__Instruction__
Find every line in the records below that contains the word "cloud" and copy each one out in full. Case counts, so only lines with that exact capitalization qualify.

** BEGIN Given information **

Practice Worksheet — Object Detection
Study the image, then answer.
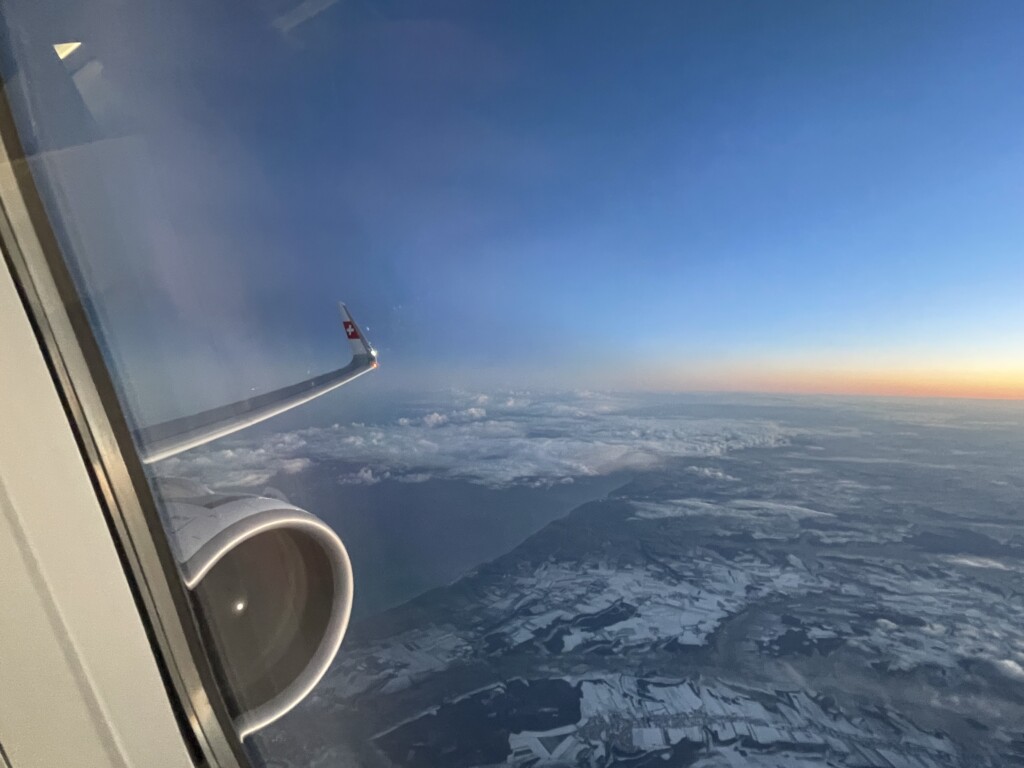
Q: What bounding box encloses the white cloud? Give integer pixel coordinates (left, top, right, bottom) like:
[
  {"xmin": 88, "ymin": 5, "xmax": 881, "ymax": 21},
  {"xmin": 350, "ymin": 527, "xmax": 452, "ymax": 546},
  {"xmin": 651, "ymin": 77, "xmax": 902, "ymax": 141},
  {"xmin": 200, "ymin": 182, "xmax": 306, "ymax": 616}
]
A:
[
  {"xmin": 162, "ymin": 392, "xmax": 795, "ymax": 487},
  {"xmin": 423, "ymin": 412, "xmax": 447, "ymax": 427},
  {"xmin": 338, "ymin": 467, "xmax": 390, "ymax": 485},
  {"xmin": 995, "ymin": 658, "xmax": 1024, "ymax": 682},
  {"xmin": 686, "ymin": 467, "xmax": 736, "ymax": 482}
]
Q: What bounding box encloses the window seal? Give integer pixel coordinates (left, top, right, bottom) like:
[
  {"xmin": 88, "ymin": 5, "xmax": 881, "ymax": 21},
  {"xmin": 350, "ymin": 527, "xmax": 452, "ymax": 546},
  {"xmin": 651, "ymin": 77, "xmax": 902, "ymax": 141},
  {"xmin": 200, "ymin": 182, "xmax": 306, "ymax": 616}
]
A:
[{"xmin": 0, "ymin": 83, "xmax": 251, "ymax": 768}]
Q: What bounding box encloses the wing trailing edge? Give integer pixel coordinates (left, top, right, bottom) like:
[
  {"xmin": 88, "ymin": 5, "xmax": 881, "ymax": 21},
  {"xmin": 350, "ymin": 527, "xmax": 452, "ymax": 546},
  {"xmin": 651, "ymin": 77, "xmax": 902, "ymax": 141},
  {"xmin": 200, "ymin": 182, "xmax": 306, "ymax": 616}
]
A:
[{"xmin": 135, "ymin": 303, "xmax": 377, "ymax": 464}]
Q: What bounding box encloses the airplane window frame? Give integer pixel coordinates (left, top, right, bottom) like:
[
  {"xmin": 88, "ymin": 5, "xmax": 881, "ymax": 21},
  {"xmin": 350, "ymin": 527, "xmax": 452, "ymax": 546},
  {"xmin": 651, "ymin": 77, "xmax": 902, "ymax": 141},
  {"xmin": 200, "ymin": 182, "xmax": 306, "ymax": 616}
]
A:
[{"xmin": 0, "ymin": 83, "xmax": 251, "ymax": 768}]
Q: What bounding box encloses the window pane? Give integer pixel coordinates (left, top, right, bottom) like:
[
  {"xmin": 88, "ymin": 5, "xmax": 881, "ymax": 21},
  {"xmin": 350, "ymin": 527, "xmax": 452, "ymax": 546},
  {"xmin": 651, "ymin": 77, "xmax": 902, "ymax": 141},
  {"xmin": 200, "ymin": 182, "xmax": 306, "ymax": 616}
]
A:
[{"xmin": 4, "ymin": 0, "xmax": 1024, "ymax": 768}]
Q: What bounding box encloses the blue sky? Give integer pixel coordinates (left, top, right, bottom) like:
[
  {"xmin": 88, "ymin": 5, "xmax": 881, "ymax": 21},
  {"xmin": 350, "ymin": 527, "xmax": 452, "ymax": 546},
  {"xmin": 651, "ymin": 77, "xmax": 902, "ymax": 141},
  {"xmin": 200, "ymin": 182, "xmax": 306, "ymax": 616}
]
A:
[{"xmin": 8, "ymin": 0, "xmax": 1024, "ymax": 421}]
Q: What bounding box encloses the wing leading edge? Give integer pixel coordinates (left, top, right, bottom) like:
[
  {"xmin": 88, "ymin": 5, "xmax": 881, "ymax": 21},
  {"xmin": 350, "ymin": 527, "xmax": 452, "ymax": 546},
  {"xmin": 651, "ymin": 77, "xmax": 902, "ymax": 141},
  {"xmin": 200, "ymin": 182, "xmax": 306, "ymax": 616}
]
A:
[{"xmin": 135, "ymin": 303, "xmax": 377, "ymax": 464}]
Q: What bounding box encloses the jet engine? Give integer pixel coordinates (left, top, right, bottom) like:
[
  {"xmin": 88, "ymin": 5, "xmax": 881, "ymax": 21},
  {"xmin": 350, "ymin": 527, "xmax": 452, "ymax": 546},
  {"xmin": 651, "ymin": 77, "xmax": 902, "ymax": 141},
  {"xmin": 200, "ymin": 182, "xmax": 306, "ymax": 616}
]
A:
[{"xmin": 155, "ymin": 478, "xmax": 352, "ymax": 736}]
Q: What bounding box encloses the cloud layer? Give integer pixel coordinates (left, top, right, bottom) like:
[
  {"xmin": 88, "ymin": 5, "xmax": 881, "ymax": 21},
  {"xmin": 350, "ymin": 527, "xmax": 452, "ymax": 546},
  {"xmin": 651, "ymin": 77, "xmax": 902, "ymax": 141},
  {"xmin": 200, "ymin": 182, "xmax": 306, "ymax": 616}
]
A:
[{"xmin": 161, "ymin": 392, "xmax": 793, "ymax": 487}]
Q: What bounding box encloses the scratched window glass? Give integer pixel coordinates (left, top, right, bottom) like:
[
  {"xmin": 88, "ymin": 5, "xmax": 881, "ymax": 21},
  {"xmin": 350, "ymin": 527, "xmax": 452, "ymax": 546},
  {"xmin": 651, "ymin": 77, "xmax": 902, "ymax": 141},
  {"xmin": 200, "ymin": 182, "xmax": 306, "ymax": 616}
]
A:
[{"xmin": 3, "ymin": 0, "xmax": 1024, "ymax": 768}]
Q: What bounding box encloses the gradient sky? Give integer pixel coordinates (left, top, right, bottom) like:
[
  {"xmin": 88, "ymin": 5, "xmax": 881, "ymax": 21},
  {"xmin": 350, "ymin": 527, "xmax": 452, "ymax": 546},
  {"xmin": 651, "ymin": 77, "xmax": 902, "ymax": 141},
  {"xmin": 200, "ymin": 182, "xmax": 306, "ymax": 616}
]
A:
[{"xmin": 8, "ymin": 0, "xmax": 1024, "ymax": 421}]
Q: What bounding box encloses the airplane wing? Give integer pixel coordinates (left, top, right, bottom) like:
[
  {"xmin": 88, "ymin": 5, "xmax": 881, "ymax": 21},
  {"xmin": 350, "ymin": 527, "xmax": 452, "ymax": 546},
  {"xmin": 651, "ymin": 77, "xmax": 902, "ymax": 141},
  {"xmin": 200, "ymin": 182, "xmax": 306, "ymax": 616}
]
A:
[{"xmin": 135, "ymin": 303, "xmax": 377, "ymax": 464}]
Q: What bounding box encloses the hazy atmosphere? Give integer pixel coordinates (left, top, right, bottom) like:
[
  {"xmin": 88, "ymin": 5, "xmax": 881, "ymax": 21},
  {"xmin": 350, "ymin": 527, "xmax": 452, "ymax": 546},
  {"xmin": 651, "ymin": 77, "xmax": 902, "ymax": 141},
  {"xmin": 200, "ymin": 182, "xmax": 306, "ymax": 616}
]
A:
[{"xmin": 2, "ymin": 0, "xmax": 1024, "ymax": 768}]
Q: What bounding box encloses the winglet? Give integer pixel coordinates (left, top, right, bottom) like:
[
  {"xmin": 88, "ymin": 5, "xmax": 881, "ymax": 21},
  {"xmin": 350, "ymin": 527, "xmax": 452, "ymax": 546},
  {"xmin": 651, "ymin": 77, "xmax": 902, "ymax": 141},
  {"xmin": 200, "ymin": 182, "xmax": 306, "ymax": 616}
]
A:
[
  {"xmin": 338, "ymin": 301, "xmax": 377, "ymax": 368},
  {"xmin": 135, "ymin": 304, "xmax": 377, "ymax": 464}
]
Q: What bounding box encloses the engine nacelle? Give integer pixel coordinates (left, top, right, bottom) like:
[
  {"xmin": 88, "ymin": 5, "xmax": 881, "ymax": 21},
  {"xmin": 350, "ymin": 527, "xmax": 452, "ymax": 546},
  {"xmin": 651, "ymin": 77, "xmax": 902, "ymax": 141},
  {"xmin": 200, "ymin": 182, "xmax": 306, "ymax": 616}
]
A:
[{"xmin": 157, "ymin": 480, "xmax": 352, "ymax": 736}]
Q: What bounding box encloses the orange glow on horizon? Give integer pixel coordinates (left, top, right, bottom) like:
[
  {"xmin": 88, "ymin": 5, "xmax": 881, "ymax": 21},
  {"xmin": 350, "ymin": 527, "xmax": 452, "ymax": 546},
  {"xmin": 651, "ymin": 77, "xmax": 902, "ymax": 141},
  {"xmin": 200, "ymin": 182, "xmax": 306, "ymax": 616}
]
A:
[{"xmin": 648, "ymin": 365, "xmax": 1024, "ymax": 400}]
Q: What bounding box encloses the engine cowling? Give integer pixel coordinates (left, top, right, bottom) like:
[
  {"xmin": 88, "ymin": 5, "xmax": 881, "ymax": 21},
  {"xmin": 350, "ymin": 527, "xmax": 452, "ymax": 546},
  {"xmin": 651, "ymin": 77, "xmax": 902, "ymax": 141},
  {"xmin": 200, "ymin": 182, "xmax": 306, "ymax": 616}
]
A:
[{"xmin": 157, "ymin": 480, "xmax": 352, "ymax": 736}]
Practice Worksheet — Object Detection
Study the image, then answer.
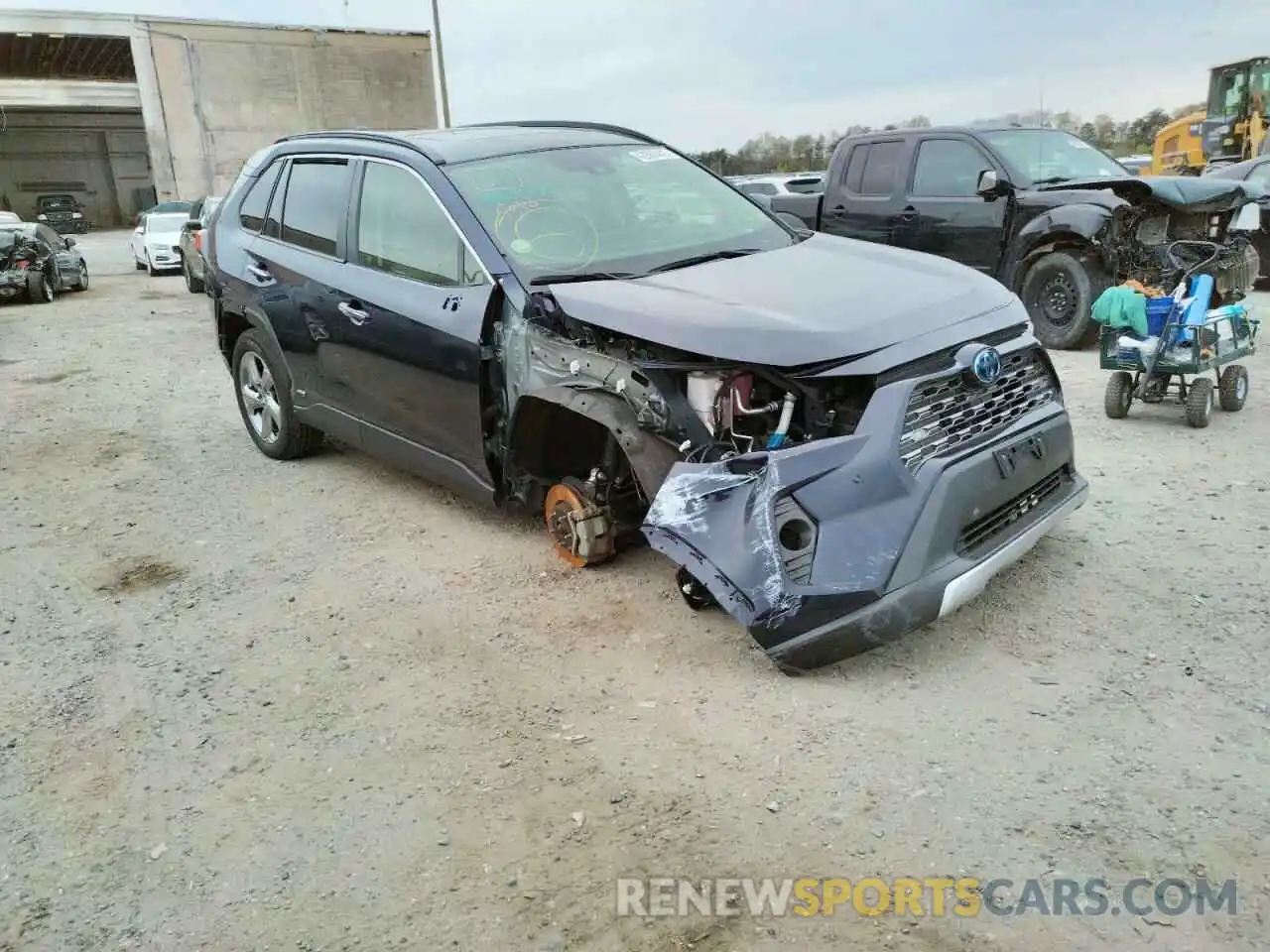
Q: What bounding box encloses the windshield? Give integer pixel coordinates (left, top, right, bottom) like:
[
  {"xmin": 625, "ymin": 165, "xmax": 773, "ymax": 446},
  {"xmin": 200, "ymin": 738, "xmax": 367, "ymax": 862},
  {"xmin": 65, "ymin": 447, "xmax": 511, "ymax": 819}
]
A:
[
  {"xmin": 444, "ymin": 145, "xmax": 795, "ymax": 281},
  {"xmin": 980, "ymin": 130, "xmax": 1129, "ymax": 184},
  {"xmin": 146, "ymin": 214, "xmax": 190, "ymax": 232}
]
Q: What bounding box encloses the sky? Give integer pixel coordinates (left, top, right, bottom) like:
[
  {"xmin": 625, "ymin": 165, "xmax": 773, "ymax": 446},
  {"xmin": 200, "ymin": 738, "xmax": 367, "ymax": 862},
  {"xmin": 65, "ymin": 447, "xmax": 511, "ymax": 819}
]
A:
[{"xmin": 0, "ymin": 0, "xmax": 1270, "ymax": 151}]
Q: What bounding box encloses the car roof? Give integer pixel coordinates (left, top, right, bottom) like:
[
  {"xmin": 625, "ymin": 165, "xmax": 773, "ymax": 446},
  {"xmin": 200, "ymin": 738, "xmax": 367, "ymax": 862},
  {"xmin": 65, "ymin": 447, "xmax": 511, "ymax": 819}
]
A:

** END Given information **

__Solution__
Q: What bounding box encloses the white cloud? Give integer pixel coordinates (left, top, right, bottom) like:
Q: What bounding box encloses the cloud layer? Give integer pixel coordinates (left, top, right, bottom) like:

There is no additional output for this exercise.